§ To be done: Copy all of the records below verbatim, keeping every line unchanged.

§ Supplied material:
○ ○ ○ ○ ○
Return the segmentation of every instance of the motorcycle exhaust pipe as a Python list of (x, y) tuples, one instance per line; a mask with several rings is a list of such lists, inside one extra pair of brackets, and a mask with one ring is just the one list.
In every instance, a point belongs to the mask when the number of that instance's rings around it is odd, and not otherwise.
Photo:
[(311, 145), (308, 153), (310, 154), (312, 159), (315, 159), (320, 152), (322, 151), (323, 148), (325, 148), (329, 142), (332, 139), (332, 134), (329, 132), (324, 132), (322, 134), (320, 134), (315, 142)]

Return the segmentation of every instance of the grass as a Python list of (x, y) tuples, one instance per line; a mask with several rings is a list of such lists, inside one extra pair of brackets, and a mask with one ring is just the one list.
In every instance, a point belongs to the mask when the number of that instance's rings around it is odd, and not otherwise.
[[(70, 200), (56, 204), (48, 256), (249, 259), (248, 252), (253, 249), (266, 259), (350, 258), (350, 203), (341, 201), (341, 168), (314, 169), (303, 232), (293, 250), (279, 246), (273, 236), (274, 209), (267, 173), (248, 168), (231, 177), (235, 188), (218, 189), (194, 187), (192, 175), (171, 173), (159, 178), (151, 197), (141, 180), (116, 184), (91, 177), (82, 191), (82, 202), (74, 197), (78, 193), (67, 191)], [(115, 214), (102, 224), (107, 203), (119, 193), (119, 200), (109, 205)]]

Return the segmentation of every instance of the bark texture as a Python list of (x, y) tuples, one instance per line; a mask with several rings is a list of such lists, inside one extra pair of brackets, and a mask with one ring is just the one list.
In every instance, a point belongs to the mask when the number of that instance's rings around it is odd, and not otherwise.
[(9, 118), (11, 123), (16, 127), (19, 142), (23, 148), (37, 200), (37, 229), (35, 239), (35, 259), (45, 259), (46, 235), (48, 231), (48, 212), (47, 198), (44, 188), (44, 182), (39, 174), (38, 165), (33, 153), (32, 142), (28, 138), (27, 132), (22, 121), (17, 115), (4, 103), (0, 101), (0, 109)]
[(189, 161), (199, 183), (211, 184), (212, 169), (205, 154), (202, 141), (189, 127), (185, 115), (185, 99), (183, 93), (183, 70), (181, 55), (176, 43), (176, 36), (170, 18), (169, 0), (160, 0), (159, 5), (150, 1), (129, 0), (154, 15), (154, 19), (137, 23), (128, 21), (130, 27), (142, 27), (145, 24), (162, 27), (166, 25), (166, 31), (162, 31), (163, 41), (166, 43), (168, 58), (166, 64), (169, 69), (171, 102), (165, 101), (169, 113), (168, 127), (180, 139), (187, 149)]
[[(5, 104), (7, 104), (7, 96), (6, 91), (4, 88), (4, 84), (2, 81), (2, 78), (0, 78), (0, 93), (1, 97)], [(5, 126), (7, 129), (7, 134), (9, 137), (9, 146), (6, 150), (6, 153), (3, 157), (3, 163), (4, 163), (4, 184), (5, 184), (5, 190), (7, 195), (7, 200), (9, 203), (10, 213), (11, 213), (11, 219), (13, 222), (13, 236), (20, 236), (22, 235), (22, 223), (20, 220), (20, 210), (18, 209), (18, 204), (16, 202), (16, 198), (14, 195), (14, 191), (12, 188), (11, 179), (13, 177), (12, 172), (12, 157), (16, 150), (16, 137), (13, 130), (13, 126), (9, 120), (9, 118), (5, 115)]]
○ ○ ○ ○ ○
§ Task response:
Return the segmentation of every instance of the motorcycle exhaust pipe as a Python list of (x, y) tuples, one instance per line; a mask with several rings is a list of such lists, inside one extra pair of brackets, and a mask with one ring is just the one list.
In every instance, a point belongs to the mask when the number of that instance's rings around it is odd, and not otherwise.
Photo:
[(311, 145), (308, 153), (310, 154), (312, 159), (315, 159), (320, 152), (322, 151), (323, 148), (325, 148), (329, 142), (332, 139), (332, 134), (329, 132), (324, 132), (322, 134), (320, 134), (315, 142)]

Return the segmentation of every instance of the grass as a Python list of (x, y) tuples, one instance per line; a mask with several rings is a list of such lists, inside one extra pair of brackets, and a mask with one ring is just the one list.
In every instance, a point belongs to the mask when the number of that instance's rings around it is odd, and not otherwise.
[[(70, 200), (56, 204), (48, 256), (249, 259), (248, 252), (253, 249), (266, 259), (350, 258), (350, 203), (341, 201), (341, 168), (314, 169), (303, 232), (293, 250), (279, 246), (273, 236), (274, 209), (267, 173), (248, 168), (231, 177), (235, 188), (218, 189), (194, 187), (192, 175), (171, 173), (159, 178), (151, 197), (141, 180), (116, 184), (91, 177), (82, 191), (82, 202), (74, 197), (78, 193), (67, 191)], [(115, 214), (102, 224), (107, 203), (119, 193), (119, 200), (109, 205)]]

Return the segmentation of every instance of the bark texture as a Python list of (x, y) tuples, one instance per line; a mask with several rings is a list of such lists, inside one extra pair of brackets, and a mask with one ring is just the one list.
In every instance, a point belongs to the mask when the number of that instance's rings around it is odd, and not otherwise.
[(9, 118), (11, 123), (16, 127), (19, 142), (23, 148), (37, 200), (37, 229), (35, 239), (35, 259), (45, 259), (46, 235), (48, 231), (48, 212), (47, 198), (44, 188), (44, 182), (39, 174), (38, 165), (33, 153), (32, 142), (28, 138), (27, 132), (22, 121), (17, 115), (4, 103), (0, 101), (0, 109)]
[(189, 161), (199, 183), (211, 184), (212, 169), (205, 154), (202, 141), (189, 127), (185, 115), (185, 99), (183, 93), (183, 70), (181, 55), (176, 43), (176, 36), (170, 18), (169, 0), (160, 0), (159, 5), (150, 1), (129, 0), (154, 15), (154, 19), (137, 23), (128, 21), (130, 27), (142, 27), (145, 24), (162, 27), (166, 25), (166, 31), (162, 31), (163, 41), (166, 43), (168, 58), (166, 64), (169, 69), (171, 102), (165, 101), (169, 113), (168, 127), (180, 139), (187, 149)]
[[(5, 104), (7, 104), (7, 96), (6, 91), (4, 88), (4, 84), (2, 81), (2, 78), (0, 78), (0, 93), (1, 97)], [(5, 126), (7, 129), (7, 134), (9, 137), (9, 146), (6, 150), (6, 153), (3, 157), (3, 163), (4, 163), (4, 184), (5, 184), (5, 190), (7, 195), (7, 200), (9, 203), (10, 213), (11, 213), (11, 219), (13, 222), (13, 236), (20, 236), (22, 235), (22, 223), (20, 220), (20, 210), (18, 209), (18, 204), (16, 202), (16, 198), (14, 195), (14, 191), (12, 188), (11, 179), (13, 177), (12, 172), (12, 157), (16, 150), (16, 137), (13, 130), (13, 126), (9, 120), (9, 118), (5, 115)]]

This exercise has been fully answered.